**Instructions for the task**: Summarize the passage on language and silence below in two sentences.

══ Text provided

There is a question: “What are the words you don’t have yet?” Each time I examine the things I do not have the words for I am reminded of the hard fact that language is political. English was forced into my tongue and is inherently anti- everything that I am. The words in the English language used to describe my identities do not describe me. The words used in English to describe my identities are not designed to help others see my personhood. These words exist to describe what types of violence are okay to do to me. How do I describe my experiences in a language that was forced on my ancestors ? A language that was never intended for me to express myself? I’m not too focused on grammar and “correct” English these days. My communication and articulation is not about respectability and showing off my grasp of the English language. I just don’t have the energy for that anymore.
The more I learn and unlearn, the more I learn past what I think I know-the more inarticulate I feel. Part of that is my inner critic, part of that is my inner supremacist. Got me out here silencing my own self.
Here is the questionnaire:
- What are the words you do not have yet? [Or, “for what do you not have words, yet?”]
- What do you need to say? [List as many things as necessary]
- What are the tyrannies you swallow day by day and attempt to make your own, until you will sicken and die of them, still in silence? [List as many as necessary today. Then write a new list tomorrow. And the day after. ]
- If we have been socialized to respect fear more than our own need for language, ask yourself: “What’s the worst that could happen to me if I tell this truth?” [So, answer this today. And everyday.]

════
══ Listed records

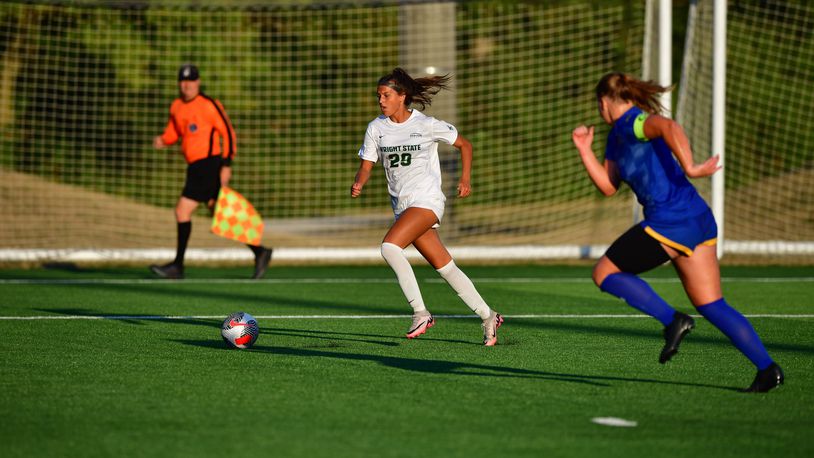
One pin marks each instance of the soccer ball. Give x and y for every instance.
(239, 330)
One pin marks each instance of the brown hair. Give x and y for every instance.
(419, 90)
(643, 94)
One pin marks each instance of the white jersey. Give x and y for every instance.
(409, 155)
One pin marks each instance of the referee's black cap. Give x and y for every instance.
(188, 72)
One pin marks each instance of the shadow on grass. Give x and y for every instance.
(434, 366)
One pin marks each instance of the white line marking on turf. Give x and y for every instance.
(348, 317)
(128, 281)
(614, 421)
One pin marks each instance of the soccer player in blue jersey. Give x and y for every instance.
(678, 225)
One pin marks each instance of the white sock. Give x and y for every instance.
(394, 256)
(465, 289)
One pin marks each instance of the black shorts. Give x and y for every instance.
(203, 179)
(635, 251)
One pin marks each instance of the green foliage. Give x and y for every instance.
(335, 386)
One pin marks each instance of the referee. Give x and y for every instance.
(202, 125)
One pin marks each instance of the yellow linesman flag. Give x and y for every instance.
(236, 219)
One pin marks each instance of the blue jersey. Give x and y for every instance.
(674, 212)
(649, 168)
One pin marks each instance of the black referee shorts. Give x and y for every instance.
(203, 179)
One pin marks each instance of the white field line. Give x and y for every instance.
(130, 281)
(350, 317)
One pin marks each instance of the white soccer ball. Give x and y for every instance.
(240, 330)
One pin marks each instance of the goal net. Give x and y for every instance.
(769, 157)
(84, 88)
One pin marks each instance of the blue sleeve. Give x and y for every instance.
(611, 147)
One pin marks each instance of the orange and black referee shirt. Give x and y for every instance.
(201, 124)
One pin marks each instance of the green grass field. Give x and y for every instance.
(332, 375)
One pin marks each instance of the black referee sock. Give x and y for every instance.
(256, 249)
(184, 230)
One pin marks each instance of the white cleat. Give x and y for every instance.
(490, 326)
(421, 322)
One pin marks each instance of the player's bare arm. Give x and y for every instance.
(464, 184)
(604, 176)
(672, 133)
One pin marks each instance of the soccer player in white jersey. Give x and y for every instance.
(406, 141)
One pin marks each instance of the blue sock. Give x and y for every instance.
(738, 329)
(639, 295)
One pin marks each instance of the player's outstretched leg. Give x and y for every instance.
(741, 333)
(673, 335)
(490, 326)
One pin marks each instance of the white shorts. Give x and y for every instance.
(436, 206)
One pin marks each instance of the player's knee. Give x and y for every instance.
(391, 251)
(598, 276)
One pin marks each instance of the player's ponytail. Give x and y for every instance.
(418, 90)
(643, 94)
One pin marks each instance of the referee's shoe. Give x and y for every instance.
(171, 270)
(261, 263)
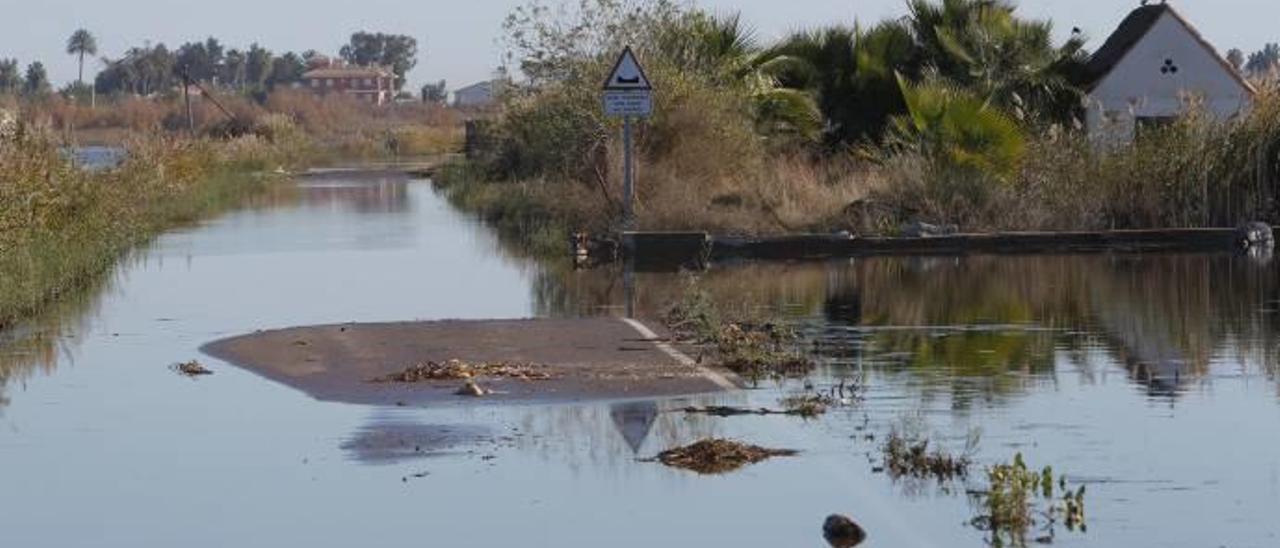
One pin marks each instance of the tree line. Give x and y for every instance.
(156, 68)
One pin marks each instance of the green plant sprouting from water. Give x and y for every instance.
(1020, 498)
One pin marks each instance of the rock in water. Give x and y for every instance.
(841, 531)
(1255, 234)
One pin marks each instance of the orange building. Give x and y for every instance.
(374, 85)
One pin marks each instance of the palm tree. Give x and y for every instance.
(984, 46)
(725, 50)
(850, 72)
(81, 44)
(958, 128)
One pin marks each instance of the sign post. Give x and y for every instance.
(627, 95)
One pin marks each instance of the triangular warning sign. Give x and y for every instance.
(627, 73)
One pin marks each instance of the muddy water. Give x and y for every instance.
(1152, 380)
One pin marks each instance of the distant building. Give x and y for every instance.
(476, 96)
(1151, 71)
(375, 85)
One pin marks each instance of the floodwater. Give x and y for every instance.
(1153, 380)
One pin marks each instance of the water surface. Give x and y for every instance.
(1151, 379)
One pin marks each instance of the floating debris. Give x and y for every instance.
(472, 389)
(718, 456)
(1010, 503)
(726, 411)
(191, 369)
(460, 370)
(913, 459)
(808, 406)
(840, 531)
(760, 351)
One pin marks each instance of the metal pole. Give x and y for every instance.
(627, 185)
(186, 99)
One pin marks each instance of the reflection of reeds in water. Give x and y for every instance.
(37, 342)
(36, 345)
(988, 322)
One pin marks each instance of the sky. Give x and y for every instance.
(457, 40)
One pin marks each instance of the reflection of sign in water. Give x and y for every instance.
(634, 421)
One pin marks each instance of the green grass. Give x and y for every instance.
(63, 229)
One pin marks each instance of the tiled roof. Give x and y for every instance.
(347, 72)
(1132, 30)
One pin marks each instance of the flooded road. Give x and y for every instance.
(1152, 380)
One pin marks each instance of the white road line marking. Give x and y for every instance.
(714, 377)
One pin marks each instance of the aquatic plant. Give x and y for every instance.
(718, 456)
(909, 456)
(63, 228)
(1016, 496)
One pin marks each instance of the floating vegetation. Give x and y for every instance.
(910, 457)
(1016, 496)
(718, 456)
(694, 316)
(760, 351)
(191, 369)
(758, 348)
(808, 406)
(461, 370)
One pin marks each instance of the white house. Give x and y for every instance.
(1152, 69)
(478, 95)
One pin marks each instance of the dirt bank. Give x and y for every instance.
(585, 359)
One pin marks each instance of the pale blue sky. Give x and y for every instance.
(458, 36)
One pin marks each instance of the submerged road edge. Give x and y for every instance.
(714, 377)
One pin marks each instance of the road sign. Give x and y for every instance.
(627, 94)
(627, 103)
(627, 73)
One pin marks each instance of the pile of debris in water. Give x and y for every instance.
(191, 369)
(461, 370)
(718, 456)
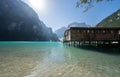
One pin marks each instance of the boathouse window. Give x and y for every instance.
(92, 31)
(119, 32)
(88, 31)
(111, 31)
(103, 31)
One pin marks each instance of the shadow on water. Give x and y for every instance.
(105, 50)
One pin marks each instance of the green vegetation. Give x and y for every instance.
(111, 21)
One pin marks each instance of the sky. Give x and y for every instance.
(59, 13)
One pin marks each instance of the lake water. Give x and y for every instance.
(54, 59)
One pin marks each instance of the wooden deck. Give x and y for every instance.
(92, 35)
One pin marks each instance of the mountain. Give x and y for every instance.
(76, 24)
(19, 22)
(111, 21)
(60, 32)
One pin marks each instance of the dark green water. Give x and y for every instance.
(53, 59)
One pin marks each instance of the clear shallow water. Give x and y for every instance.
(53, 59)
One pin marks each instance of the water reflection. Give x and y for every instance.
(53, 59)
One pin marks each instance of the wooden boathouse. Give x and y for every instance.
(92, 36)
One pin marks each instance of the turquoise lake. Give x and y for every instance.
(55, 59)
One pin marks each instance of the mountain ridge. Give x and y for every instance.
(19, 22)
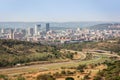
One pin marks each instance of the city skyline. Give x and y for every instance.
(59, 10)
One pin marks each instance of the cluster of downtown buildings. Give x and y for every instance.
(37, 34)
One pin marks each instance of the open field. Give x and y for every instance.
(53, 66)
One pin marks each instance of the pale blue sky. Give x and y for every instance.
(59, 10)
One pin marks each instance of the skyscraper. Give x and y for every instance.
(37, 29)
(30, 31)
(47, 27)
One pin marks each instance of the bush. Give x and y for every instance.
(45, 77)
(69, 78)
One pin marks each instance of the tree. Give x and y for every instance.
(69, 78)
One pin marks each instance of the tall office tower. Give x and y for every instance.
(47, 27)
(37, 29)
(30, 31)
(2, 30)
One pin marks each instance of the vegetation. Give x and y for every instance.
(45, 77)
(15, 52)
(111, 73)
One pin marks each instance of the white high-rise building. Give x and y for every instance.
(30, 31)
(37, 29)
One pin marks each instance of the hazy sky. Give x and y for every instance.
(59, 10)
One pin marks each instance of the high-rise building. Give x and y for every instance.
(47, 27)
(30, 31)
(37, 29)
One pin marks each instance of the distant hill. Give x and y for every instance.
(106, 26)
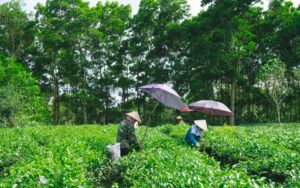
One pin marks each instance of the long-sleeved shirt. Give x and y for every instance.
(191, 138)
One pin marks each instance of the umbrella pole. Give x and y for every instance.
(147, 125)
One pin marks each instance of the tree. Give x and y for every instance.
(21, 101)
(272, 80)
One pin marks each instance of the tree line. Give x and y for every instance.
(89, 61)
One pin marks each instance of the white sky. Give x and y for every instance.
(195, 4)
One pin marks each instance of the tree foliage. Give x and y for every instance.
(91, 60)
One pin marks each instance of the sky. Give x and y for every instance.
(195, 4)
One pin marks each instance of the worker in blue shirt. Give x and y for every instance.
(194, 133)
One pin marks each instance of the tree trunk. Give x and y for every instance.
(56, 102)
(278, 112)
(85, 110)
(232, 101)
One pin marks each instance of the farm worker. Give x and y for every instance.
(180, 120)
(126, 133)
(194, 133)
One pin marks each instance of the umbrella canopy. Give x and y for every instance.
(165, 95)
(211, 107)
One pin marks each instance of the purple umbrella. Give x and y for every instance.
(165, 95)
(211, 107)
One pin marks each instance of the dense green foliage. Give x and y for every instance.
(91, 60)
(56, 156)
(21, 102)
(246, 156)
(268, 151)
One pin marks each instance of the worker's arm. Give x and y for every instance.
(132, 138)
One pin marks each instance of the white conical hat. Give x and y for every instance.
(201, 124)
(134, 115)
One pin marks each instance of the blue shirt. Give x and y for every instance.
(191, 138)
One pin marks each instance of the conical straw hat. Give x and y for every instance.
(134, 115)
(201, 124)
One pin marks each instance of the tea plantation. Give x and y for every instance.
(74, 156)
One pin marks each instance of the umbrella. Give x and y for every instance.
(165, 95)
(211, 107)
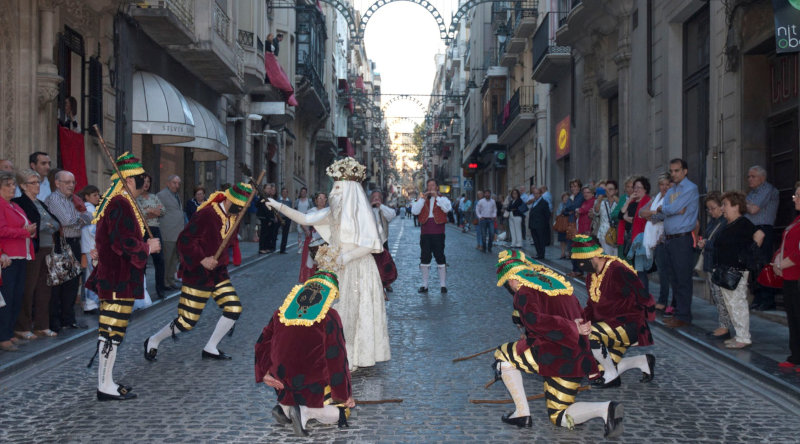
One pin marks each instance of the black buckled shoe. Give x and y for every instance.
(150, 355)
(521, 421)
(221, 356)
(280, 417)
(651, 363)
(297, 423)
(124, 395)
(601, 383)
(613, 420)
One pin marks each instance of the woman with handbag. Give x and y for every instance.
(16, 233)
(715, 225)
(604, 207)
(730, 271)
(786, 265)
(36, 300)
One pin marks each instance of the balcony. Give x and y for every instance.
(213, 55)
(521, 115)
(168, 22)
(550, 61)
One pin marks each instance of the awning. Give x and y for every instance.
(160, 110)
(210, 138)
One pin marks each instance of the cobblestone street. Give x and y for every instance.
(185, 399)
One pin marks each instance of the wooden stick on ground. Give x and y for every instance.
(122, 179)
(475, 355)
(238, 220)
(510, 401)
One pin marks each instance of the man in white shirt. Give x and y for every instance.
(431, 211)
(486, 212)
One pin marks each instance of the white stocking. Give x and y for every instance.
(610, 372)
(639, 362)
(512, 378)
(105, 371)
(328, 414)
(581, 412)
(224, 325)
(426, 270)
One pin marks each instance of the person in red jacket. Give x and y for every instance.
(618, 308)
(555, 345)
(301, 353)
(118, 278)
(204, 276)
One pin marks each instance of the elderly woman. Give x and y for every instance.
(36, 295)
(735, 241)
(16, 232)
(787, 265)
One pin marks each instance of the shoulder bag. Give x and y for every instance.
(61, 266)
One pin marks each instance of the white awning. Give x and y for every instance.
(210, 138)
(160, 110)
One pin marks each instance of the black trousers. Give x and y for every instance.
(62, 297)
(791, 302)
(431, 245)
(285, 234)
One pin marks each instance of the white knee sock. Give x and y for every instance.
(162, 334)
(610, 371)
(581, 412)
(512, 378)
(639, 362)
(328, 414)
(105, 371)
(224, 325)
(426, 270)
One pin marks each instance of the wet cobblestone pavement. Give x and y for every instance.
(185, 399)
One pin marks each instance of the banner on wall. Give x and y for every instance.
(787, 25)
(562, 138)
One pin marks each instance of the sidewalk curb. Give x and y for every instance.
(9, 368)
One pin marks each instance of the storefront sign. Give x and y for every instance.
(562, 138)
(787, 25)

════

**Solution below**: The writer sees language as political, because English was forced on their ancestors and its words for their identities describe the violence done to them rather than their personhood, so they no longer care about "correct" English and feel more inarticulate the more they learn and unlearn. The passage ends with a questionnaire that asks what words one lacks, what one needs to say, what tyrannies one swallows in silence, and what the worst outcome of telling the truth could be.